**Passage provided**
BEGIN

This is a major change, and I apologize for it all being in one commit. I
had wanted to break it up, but doing so would have required a significant
amount of temporary work that was not worth doing while I'm the only one
working on this project at the moment.
This accomplishes a number of important things, now that I'm preparing to
write the first compiler frontend for TAMER:
1. `Symbol` has been removed; `SymbolId` is used in its place.
2. Consequently, symbols use 16 or 32 bits, rather than a 64-bit pointer.
3. Using symbols no longer requires dereferencing.
4. **Lifetimes no longer pollute the entire system! (`'i`)**
5. Two global interners are offered to produce `SymbolStr` with `'static`
lifetimes, simplfiying lifetime management and borrowing where strings
are still needed.
6. A nice API is provided for interning and lookups (e.g. "foo".intern())
which makes this look like a core feature of Rust.
Unfortunately, making this change required modifications to...virtually
everything. And that serves to emphasize why this change was needed:
_everything_ used symbols, and so there's no use in not providing globals.
I implemented this in a way that still provides for loose coupling through
Rust's trait system. Indeed, Rustc offers a global interner, and I decided
not to go that route initially because it wasn't clear to me that such a
thing was desirable. It didn't become apparent to me, in fact, until the
recent commit where I introduced `SymbolIndexSize` and saw how many things
had to be touched; the linker evolved so rapidly as I was trying to learn
Rust that I lost track of how bad it got.

END

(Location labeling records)
BEGIN

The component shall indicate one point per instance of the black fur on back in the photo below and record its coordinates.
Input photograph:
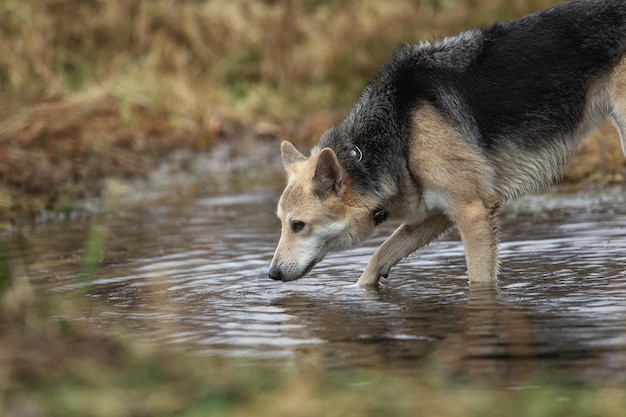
(524, 81)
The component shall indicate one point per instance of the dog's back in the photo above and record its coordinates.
(449, 131)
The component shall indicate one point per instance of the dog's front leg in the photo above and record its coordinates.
(404, 241)
(478, 225)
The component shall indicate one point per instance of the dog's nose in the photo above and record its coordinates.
(275, 273)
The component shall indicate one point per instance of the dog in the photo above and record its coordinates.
(449, 131)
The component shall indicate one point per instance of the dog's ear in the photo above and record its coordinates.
(290, 154)
(329, 175)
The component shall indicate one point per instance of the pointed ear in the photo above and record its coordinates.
(290, 154)
(329, 175)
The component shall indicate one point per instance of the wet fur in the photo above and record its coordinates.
(448, 132)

END

**What to do**
• A. In the commit message about TAMER's symbol changes, rewrite the section starting at "This is a major" and ending at "in its place.", substituting "changeset" for "commit".
• B. According to the commit message about TAMER's symbol changes, how many bits do symbols now use?
• C. Carry the commit message about TAMER's symbol changes further, picking up after its last sentence.

**Task results**
• A.
This is a major change, and I apologize for it all being in one changeset. I
had wanted to break it up, but doing so would have required a significant
amount of temporary work that was not worth doing while I'm the only one
working on this project at the moment.
This accomplishes a number of important things, now that I'm preparing to
write the first compiler frontend for TAMER:
1. `Symbol` has been removed; `SymbolId` is used in its place.

• B. 16 or 32 bits, rather than a 64-bit pointer.

• C.
Further, this shows how the design of the internment system was a bit
naive---I assumed certain requirements that never panned out. In
particular, everything using symbols stored `&'i Symbol<'i>`---that is, a
reference (usize) to an object containing an index (32-bit) and a string
slice (128-bit). So it was a reference to a pretty large value, which was
allocated in the arena alongside the interned string itself.
But, that was assuming that something would need both the symbol index _and_
a readily available string. That's not the case. In fact, it's pretty
clear that interning happens at the beginning of execution, that `SymbolId`
is all that's needed during processing (unless an error occurs; more on that
below); and it's not until _the very end_ that we need to retrieve interned
strings from the pool to write either to a file or to display to the
user. It was horribly wasteful!
So `SymbolId` solves the lifetime issue in itself for most systems, but it
still requires that an interner be available for anything that needs to
create or resolve symbols, which, as it turns out, is still a lot of
things. Therefore, I decided to implement them as thread-local static
variables, which is very similar to what Rustc does itself (Rustc's are
scoped). TAMER does not use threads, so the resulting `'static` lifetime
should be just fine for now. Eventually I'd like to implement `!Send` and
`!Sync`, though, to prevent references from escaping the thread (as noted in
the patch); I can't do that yet, since the feature has not yet been
stabalized.
In the end, this leaves us with a system that's much easier to use and
maintain; hopefully easier for newcomers to get into without having to deal
with so many complex lifetimes; and a nice API that makes it a pleasure to
work with symbols.
Admittedly, the `SymbolIndexSize` adds some complexity, and we'll see if I
end up regretting that down the line, but it exists for an important reason:
the `Span` and other structures that'll be introduced need to pack a lot of
data into 64 bits so they can be freely copied around to keep lifetimes
simple without wreaking havoc in other ways, but a 32-bit symbol size needed
by the linker is too large for that. (Actually, the linker doesn't yet need
32 bits for our systems, but it's going to in the somewhat near future
unless we optimize away a bunch of symbols...but I'd really rather not have
the linker hit a limit that requires a lot of code changes to resolve).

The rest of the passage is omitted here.